EXERCISE PROMPT ▸ Copy every record exactly, leaving the pictures out.

DATA SHOWN ▸
------------
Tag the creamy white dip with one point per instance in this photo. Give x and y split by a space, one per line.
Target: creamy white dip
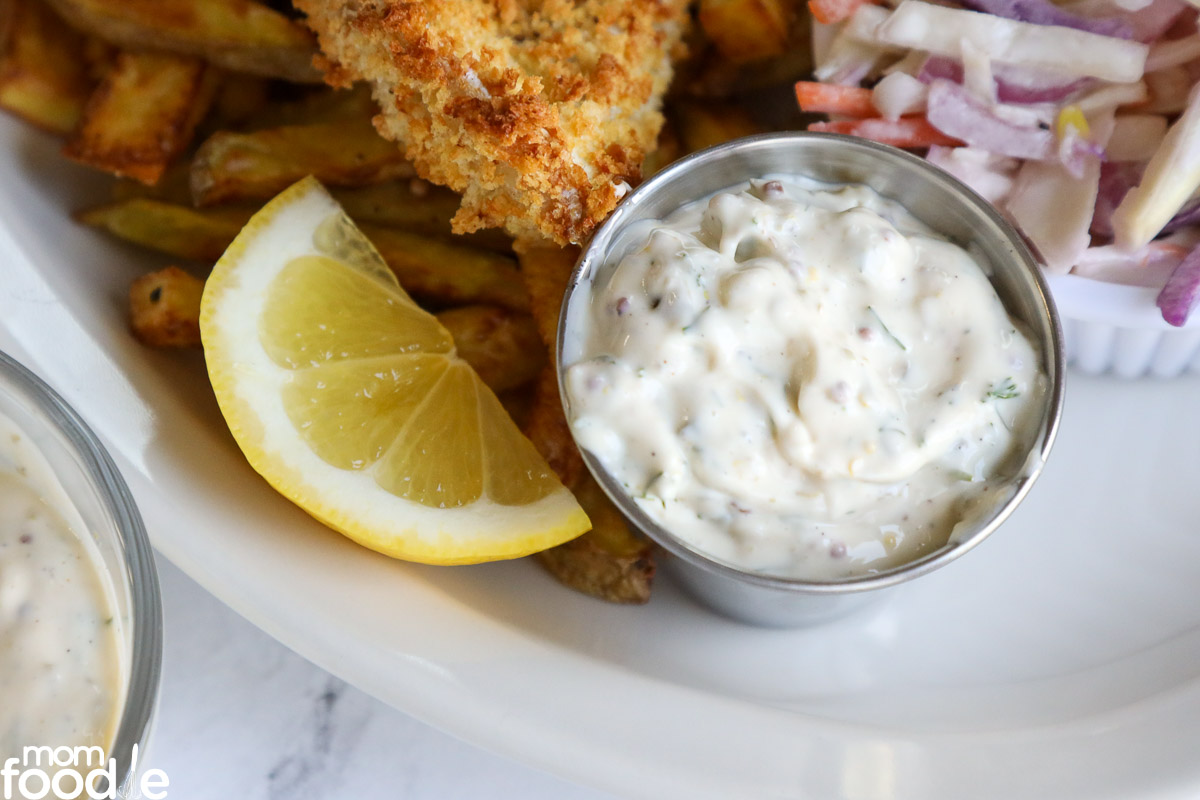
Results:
60 659
803 380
------------
REPLY ▸
Tag the creamy white dip with one point per instance in this photo. Give x and y split by a space, one per line.
Target: creamy white dip
Results:
60 659
803 380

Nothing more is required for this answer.